** Requirement **
Copy every record below exactly.

** Records of labeled points **
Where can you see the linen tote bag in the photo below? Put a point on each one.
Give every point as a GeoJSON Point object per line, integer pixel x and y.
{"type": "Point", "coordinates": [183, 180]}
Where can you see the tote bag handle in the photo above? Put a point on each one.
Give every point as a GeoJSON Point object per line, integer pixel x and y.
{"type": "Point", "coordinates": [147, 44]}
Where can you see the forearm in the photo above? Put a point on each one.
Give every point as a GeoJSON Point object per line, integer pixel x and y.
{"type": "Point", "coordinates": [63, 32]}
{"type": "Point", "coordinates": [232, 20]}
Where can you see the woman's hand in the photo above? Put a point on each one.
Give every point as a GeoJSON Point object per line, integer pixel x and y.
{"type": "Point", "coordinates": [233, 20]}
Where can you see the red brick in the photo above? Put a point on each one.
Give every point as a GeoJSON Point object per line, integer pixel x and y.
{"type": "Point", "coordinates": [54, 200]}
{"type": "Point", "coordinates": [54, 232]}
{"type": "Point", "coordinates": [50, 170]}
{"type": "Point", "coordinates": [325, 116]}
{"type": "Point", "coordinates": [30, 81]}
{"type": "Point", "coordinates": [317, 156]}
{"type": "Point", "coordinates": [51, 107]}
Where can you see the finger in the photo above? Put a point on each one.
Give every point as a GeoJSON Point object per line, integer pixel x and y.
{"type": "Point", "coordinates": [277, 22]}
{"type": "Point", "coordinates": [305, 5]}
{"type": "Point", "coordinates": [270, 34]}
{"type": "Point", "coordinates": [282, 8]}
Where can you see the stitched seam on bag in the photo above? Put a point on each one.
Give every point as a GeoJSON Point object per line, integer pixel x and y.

** Task solution **
Where can you see the linen tote bag in the photo below? Put a point on each one.
Give every point as a GeoJSON Point object per line, integer pixel x and y.
{"type": "Point", "coordinates": [183, 180]}
Where can you see the tote bag handle in the photo above? Put a point on each one.
Give every point as a GeoJSON Point object per line, integer pixel x and y.
{"type": "Point", "coordinates": [147, 44]}
Where can you see the forearm in the photo above? Put a point on each one.
Give every point as a GeoJSON Point object per line, integer pixel x and y.
{"type": "Point", "coordinates": [63, 32]}
{"type": "Point", "coordinates": [232, 20]}
Where can you see the woman's hand in the photo above? Put a point on each one.
Give every point as a GeoJSON Point object per line, integer pixel x and y.
{"type": "Point", "coordinates": [233, 20]}
Where can you see the red brick in the photo above? Put a point on each one.
Give every point as a GeoJSON Point object per line, integer pixel x and y.
{"type": "Point", "coordinates": [54, 200]}
{"type": "Point", "coordinates": [54, 232]}
{"type": "Point", "coordinates": [50, 170]}
{"type": "Point", "coordinates": [325, 116]}
{"type": "Point", "coordinates": [30, 81]}
{"type": "Point", "coordinates": [317, 156]}
{"type": "Point", "coordinates": [51, 107]}
Where can you see the finger in the photo above? Put a point on each one.
Give every point as a GeoJSON Point object per line, integer pixel x and y.
{"type": "Point", "coordinates": [277, 22]}
{"type": "Point", "coordinates": [305, 5]}
{"type": "Point", "coordinates": [270, 34]}
{"type": "Point", "coordinates": [282, 8]}
Where can you see the stitched seam on bag in the photo above? Put a point on each one.
Give every point as a GeoJSON Point object per line, integer pixel x and y.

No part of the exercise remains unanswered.